Job: Collect every line of the items below that contains the word "blue", and reproduce each such line in full.
————————
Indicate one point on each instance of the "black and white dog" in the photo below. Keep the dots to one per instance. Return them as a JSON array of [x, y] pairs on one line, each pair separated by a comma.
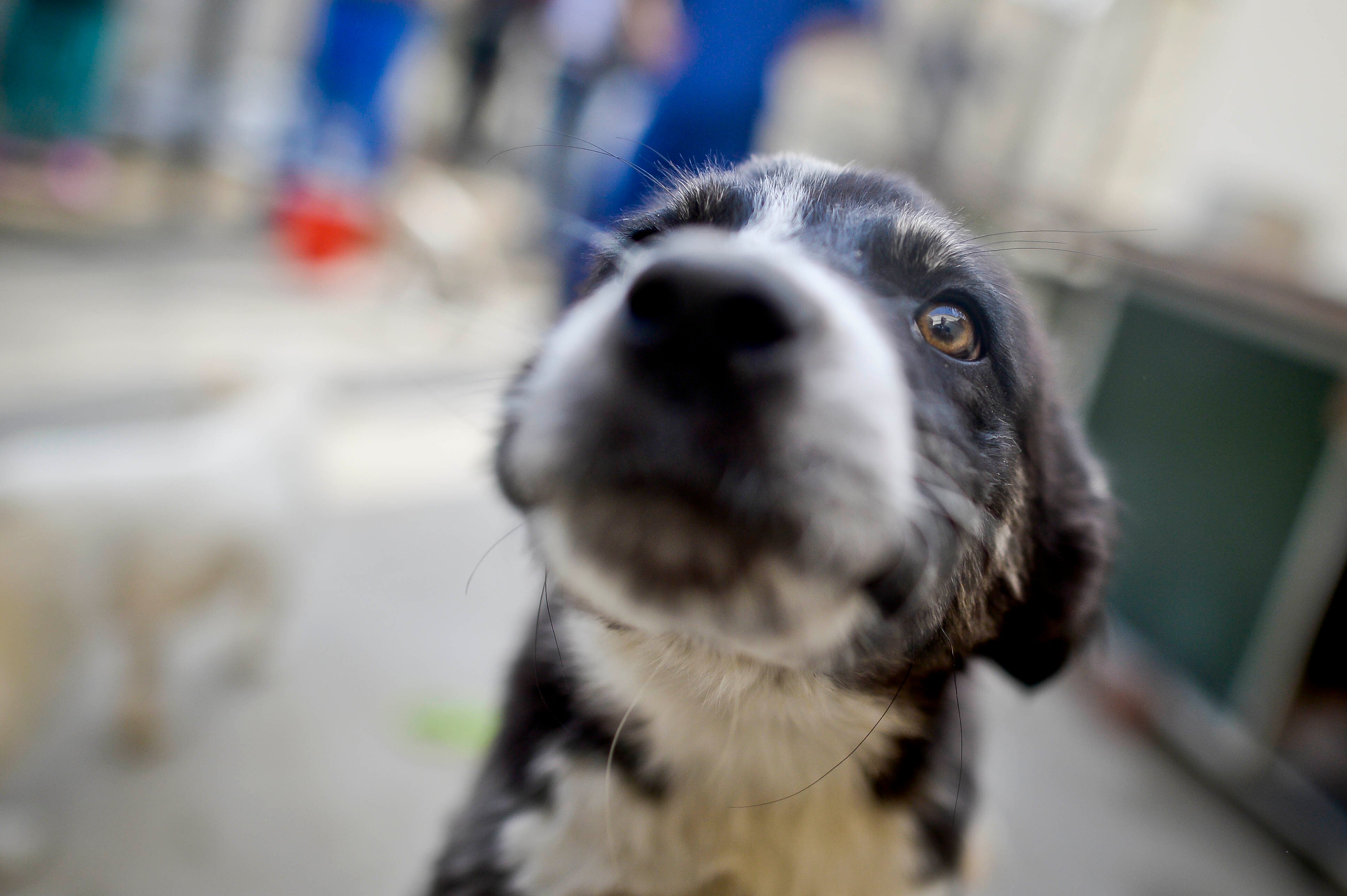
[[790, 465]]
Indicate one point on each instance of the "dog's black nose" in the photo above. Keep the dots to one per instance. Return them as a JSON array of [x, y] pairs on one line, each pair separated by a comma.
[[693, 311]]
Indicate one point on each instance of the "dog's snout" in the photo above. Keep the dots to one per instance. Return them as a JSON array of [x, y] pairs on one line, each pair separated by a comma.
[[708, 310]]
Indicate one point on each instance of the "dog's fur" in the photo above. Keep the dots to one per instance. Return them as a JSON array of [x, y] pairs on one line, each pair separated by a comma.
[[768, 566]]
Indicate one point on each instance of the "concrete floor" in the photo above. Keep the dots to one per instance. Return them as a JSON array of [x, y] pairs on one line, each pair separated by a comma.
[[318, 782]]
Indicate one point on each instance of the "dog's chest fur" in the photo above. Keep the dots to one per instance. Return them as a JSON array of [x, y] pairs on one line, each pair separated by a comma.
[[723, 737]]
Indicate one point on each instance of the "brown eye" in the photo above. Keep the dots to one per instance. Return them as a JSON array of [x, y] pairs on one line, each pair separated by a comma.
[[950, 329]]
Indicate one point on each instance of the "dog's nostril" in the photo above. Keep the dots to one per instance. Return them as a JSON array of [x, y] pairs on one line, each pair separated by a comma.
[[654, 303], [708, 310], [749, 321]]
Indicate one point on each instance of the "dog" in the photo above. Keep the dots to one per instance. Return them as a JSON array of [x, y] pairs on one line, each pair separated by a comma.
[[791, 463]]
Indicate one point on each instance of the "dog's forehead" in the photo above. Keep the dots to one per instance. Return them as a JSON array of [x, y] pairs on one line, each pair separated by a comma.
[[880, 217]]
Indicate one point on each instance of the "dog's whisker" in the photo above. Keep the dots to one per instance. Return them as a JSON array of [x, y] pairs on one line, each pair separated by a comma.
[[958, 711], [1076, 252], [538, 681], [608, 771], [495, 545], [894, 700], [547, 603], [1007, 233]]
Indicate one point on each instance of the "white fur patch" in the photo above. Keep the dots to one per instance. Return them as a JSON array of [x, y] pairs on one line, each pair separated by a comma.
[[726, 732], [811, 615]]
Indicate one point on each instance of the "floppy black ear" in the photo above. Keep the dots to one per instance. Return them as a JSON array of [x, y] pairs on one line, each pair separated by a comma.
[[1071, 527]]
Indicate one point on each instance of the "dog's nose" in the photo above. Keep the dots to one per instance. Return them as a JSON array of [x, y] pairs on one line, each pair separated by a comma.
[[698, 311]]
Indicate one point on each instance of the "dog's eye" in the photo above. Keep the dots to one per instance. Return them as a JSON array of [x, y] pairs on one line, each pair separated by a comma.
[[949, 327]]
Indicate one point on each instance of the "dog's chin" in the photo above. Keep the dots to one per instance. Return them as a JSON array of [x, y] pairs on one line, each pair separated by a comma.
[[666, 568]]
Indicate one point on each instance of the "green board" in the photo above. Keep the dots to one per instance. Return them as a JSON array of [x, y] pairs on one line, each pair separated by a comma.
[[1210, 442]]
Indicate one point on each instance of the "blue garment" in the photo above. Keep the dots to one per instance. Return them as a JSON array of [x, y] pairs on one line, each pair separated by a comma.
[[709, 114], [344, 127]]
————————
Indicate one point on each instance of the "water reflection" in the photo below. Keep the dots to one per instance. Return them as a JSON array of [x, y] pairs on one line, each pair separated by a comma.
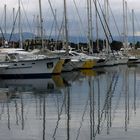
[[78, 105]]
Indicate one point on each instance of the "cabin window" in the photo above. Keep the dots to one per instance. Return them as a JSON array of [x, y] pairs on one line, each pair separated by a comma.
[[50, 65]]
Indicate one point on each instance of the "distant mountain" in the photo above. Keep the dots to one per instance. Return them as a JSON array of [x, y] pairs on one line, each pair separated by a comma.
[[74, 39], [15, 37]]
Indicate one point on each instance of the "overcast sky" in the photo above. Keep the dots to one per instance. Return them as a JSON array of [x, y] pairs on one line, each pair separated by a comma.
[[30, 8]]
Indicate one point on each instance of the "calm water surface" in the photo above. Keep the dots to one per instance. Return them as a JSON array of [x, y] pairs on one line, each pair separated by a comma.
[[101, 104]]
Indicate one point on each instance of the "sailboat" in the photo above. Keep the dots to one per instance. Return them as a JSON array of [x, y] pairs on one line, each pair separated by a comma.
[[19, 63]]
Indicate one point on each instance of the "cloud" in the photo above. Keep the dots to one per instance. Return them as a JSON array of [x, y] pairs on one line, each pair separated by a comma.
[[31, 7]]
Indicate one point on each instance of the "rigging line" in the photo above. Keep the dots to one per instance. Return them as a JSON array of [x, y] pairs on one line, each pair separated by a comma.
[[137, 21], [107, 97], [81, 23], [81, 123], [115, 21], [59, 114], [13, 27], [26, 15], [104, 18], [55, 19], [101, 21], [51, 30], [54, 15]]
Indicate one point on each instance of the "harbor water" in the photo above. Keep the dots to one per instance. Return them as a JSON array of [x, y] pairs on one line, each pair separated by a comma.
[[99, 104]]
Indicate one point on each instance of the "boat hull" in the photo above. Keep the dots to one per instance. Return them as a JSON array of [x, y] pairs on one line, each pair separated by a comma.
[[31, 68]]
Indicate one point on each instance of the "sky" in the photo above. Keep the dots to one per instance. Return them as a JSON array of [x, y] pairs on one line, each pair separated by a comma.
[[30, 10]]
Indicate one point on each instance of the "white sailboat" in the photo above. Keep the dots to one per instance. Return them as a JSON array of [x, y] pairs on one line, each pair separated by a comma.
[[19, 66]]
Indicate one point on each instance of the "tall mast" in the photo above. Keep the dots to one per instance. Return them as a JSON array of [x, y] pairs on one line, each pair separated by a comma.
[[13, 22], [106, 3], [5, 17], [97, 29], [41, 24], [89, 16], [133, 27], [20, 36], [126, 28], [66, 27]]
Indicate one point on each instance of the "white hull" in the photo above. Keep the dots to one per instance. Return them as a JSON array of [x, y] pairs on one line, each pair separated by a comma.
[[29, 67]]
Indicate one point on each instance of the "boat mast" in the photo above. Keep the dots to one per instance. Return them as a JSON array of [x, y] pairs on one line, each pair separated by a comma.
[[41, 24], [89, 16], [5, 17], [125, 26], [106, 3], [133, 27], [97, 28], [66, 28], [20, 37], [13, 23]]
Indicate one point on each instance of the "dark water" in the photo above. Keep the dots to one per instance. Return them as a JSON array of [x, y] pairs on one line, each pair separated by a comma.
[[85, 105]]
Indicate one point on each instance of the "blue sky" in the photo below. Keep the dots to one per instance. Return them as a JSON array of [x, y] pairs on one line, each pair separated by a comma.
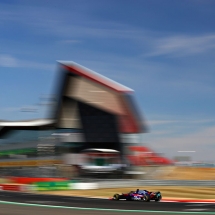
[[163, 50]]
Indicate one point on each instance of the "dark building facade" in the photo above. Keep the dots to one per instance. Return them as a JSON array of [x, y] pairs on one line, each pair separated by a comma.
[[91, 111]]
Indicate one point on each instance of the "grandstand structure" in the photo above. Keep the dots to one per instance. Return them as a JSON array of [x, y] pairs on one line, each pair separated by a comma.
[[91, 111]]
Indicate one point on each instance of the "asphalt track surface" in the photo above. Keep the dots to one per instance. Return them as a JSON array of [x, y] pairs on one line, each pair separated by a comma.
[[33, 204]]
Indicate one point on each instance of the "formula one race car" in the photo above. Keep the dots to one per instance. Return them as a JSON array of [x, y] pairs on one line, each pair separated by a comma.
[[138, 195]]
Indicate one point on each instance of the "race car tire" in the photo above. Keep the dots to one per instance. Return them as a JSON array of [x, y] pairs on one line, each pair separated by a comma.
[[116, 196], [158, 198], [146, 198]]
————————
Output below:
Indicate one point on each instance of the "blue garment" in the photo above. Keep the dots to one per instance. Return them as a JSON array of [x, y] pairs on one line, each pair separated by a comma.
Indicate one point on each instance of the "blue sky" in the photo below. Keep the dots to one per instance. Return them as a JSON array of [x, y] pairs on one line, each pair separated by a comma.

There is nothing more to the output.